## Begin THE DATA

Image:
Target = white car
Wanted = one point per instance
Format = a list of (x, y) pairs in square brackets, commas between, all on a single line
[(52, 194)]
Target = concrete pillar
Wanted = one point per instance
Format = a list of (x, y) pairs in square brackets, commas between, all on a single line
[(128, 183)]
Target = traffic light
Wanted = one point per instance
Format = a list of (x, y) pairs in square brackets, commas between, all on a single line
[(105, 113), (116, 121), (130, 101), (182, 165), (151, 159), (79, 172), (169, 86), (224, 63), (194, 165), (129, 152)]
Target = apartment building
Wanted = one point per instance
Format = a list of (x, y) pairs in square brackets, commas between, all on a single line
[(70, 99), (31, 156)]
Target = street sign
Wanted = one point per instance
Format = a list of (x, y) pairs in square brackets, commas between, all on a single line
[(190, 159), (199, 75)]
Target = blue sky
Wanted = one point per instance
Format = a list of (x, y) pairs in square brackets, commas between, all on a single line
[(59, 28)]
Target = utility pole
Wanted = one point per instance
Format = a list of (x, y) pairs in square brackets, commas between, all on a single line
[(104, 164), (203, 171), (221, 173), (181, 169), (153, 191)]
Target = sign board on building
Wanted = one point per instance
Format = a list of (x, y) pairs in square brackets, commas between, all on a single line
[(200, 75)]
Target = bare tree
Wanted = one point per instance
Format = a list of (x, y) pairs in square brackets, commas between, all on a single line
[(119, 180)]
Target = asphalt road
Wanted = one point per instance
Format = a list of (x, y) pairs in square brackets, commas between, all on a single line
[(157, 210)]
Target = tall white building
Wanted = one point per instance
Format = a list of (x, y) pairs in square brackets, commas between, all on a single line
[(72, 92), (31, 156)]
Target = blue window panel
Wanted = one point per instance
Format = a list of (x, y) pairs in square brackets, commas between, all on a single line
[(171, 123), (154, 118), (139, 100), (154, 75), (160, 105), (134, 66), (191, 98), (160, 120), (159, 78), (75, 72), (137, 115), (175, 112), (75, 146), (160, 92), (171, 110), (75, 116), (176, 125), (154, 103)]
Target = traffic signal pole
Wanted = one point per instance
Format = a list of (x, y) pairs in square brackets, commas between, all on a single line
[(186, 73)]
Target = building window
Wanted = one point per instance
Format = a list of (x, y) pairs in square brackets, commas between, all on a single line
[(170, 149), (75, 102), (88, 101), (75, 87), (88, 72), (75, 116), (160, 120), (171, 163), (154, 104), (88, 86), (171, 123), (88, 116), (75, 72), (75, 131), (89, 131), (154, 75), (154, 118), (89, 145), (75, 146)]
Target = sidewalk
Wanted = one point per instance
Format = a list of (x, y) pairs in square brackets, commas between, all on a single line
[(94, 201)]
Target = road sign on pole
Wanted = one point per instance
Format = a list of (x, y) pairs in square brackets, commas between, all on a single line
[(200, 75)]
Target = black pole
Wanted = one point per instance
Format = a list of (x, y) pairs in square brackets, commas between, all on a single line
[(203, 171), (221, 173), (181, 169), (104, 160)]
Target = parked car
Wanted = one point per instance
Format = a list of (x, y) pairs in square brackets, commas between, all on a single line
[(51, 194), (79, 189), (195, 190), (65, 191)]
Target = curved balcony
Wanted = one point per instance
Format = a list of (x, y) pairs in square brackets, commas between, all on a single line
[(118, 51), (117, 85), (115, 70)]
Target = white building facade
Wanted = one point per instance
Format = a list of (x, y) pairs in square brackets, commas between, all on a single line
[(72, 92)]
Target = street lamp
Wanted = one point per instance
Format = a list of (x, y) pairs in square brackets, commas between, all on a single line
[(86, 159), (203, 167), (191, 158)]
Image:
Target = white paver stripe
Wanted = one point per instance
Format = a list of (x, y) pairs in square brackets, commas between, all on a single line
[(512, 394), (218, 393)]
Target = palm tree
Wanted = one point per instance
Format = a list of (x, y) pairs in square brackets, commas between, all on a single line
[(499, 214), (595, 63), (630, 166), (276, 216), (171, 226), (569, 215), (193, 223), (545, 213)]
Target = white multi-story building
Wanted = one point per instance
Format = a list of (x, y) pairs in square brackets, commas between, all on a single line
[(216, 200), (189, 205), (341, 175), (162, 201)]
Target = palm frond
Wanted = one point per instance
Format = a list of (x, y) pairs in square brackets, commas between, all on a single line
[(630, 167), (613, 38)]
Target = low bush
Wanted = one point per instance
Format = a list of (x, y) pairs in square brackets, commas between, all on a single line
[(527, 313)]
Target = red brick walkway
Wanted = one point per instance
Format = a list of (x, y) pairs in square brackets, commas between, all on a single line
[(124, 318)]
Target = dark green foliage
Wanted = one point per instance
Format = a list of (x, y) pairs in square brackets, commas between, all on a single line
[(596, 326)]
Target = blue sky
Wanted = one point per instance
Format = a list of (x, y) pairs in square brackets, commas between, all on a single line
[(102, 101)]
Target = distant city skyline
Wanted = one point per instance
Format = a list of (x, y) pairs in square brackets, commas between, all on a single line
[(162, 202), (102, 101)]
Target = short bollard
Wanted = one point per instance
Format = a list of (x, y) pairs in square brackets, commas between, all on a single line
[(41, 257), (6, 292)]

## End THE DATA

### EXERCISE REQUIREMENTS
Convert the stretch of data from the line containing "Target = concrete pillar" through the line containing "[(128, 183)]" into a two-column CSV with the columns request and answer, one row per request. Place each value in a single quoted field, replacing any line breaks with spaces.

### EXPECTED ANSWER
request,answer
"Target = concrete pillar Wanted = one point per instance Format = a list of (x, y) pairs in square brackets, commas between, all on a single line","[(128, 183)]"